• [Source extract]

* Start *

This incredible warmth is at once the Cerium SV’s biggest selling point, but also one of the biggest considerations: Do you want / need this much jacket? Over the past year I’ve worn all three Cerium jackets in different conditions, and I ended up wearing the SV for the fewest days, by far.
The reality is that for cragging on cool-but-not-cold days, or for wearing around town, the Cerium LT or SL are more practical. The same is true for the Patagonia Down Sweater, Mountain Hardware Ghost Whisperer, and the like. The Brooks Range Mojave sits between the Cerium SV and Cerium LT, which is to say it’s on the warmer side of all-purpose jackets, and the Mojave gets more casual use than the Cerium SV for me.
However, on those days when it’s brutally cold, the Cerium SV brings more warmth in fewer layers, and easily trumps its thinner counterparts.
After going head-to-head with a collection of other down jackets, the Cerium SV has convincingly staked a claim as my go-to jacket for brutally cold conditions. For many casual users, or those looking for a jacket to do double duty in both active and around-town atmospheres, the Cerium SV might be too much. If that’s the case, then turn your attention to the Cerium LT or the Brooks Range Mojave: you’ll save weight, space, and money for a jacket that can be used most of the year.
For high-altitude endeavors, ice climbing, or any other situation where temperatures are low enough to pose a serious safety threat if they are not managed properly, the Cerium SV is pretty indispensable.

* End *

(Data lines)

* Start *

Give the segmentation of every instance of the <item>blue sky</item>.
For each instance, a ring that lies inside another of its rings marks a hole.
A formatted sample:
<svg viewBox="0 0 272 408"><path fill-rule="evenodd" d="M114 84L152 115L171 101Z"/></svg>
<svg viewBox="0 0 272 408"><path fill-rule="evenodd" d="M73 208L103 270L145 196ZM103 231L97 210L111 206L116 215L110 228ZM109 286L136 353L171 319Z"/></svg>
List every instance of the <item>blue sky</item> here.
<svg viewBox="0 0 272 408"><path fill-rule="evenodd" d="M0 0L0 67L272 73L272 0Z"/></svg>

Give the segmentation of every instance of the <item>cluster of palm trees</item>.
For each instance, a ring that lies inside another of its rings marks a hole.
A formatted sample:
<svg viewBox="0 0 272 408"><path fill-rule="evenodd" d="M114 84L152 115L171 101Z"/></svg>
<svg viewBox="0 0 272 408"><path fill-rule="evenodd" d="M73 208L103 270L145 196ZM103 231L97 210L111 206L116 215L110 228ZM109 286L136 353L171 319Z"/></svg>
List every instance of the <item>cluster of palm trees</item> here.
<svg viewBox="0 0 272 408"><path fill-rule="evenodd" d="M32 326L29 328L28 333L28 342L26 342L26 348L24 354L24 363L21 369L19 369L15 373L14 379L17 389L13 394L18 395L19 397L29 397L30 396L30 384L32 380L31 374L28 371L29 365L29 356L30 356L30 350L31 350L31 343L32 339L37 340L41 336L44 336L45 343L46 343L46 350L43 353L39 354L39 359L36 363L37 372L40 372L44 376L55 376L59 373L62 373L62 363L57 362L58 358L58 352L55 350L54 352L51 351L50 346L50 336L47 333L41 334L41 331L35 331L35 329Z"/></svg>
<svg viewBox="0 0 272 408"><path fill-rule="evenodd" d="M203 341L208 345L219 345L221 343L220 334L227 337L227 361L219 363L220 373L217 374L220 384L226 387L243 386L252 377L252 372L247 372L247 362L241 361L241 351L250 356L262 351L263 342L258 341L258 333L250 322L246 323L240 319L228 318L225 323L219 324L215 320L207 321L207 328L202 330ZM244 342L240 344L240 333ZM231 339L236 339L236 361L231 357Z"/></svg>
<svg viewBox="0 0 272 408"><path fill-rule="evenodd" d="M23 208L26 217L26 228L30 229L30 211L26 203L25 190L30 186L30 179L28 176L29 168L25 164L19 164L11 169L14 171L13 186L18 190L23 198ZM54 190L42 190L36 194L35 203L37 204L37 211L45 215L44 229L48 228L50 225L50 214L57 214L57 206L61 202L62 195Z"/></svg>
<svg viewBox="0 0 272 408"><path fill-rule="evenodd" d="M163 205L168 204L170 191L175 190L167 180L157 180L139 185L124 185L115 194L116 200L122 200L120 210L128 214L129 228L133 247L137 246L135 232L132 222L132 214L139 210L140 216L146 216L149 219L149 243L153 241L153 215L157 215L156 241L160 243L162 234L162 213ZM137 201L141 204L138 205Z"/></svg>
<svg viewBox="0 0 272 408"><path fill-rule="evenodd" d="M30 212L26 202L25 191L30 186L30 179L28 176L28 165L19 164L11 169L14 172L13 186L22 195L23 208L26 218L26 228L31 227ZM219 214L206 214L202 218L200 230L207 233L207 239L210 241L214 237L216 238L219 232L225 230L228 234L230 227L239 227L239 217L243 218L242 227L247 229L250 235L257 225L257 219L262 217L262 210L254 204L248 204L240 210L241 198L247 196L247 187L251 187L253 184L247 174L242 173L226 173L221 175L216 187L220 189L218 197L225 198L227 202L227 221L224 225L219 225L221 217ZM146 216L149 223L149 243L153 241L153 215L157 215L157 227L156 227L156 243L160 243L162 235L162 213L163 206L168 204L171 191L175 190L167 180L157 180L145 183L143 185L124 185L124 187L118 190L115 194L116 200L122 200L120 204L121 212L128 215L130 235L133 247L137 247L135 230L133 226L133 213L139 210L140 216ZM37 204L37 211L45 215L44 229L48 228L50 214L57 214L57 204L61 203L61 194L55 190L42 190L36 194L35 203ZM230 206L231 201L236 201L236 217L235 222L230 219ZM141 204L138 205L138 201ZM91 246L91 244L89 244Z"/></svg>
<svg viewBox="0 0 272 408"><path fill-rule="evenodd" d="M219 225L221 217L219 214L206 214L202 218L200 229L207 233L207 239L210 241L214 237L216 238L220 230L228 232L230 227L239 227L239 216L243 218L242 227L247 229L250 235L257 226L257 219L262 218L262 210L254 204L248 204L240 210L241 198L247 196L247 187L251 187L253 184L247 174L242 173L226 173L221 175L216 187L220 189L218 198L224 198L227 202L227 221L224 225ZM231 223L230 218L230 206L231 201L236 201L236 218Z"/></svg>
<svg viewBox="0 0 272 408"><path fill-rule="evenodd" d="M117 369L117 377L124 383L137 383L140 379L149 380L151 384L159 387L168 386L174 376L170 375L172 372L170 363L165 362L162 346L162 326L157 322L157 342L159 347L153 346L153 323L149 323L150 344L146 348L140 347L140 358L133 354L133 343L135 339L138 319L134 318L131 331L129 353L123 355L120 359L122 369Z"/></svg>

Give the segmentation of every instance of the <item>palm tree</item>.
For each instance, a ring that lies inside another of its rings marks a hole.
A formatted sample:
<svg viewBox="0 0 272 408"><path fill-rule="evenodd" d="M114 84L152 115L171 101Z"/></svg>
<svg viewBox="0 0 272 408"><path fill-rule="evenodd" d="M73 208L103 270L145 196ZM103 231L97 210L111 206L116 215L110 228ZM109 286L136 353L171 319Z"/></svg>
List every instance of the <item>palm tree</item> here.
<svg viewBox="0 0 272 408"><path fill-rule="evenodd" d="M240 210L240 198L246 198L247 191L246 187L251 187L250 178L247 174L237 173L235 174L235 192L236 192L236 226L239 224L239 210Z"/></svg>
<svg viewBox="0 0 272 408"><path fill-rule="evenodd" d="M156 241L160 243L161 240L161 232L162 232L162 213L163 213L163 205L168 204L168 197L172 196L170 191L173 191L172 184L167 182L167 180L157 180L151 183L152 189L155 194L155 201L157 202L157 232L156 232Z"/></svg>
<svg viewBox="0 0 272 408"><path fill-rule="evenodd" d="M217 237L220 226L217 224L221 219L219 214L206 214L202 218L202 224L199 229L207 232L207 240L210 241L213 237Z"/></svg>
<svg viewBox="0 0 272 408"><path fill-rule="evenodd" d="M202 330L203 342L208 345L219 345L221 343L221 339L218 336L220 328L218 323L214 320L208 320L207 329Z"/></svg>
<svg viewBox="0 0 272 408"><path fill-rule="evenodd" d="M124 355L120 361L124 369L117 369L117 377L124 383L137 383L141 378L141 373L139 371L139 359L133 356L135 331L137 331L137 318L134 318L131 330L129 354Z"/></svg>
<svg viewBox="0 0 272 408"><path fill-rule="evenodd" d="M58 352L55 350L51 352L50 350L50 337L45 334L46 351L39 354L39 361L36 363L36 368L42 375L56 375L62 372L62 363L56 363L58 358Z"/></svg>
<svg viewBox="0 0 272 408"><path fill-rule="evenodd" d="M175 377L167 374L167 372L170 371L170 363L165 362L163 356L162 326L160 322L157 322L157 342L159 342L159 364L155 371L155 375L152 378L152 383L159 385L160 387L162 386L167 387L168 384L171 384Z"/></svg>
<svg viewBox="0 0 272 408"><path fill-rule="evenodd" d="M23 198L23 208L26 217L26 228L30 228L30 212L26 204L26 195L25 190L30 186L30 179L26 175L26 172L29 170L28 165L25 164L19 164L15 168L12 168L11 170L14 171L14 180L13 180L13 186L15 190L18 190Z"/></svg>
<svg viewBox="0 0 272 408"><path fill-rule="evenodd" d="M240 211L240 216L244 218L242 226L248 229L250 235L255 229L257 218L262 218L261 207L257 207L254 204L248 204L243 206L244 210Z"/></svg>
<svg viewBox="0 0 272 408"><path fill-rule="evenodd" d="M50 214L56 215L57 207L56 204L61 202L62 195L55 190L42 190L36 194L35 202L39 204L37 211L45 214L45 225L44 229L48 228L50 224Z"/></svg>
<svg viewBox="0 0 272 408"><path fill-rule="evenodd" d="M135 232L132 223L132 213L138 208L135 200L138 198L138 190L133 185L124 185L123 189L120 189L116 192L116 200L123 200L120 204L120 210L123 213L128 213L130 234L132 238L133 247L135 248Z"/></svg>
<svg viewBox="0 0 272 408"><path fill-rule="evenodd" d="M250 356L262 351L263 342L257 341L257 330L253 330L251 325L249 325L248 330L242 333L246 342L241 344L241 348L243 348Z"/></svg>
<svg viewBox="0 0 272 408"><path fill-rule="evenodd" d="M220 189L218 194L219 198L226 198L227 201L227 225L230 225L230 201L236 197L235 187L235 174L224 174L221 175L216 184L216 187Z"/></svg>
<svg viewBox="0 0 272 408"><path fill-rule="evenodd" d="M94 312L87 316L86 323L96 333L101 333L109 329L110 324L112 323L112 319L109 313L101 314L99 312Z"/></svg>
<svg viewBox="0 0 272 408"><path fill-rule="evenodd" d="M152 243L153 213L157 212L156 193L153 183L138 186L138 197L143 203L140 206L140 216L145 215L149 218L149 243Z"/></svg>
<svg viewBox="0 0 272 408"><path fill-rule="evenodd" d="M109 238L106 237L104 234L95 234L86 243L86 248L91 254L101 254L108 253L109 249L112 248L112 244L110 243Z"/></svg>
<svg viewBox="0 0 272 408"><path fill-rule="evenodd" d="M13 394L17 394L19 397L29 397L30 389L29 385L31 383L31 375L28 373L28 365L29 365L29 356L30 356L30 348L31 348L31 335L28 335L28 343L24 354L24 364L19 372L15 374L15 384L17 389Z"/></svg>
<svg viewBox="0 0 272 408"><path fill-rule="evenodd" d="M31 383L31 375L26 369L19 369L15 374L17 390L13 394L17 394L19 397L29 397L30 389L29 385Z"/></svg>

* End *

• [Work to be completed] Edit the stretch of the jacket review from "After going head-to-head" through "is pretty indispensable." so that "first-choice jacket" takes the place of "go-to jacket". This material has no connection to the jacket review.

• [Result]
After going head-to-head with a collection of other down jackets, the Cerium SV has convincingly staked a claim as my first-choice jacket for brutally cold conditions. For many casual users, or those looking for a jacket to do double duty in both active and around-town atmospheres, the Cerium SV might be too much. If that’s the case, then turn your attention to the Cerium LT or the Brooks Range Mojave: you’ll save weight, space, and money for a jacket that can be used most of the year.
For high-altitude endeavors, ice climbing, or any other situation where temperatures are low enough to pose a serious safety threat if they are not managed properly, the Cerium SV is pretty indispensable.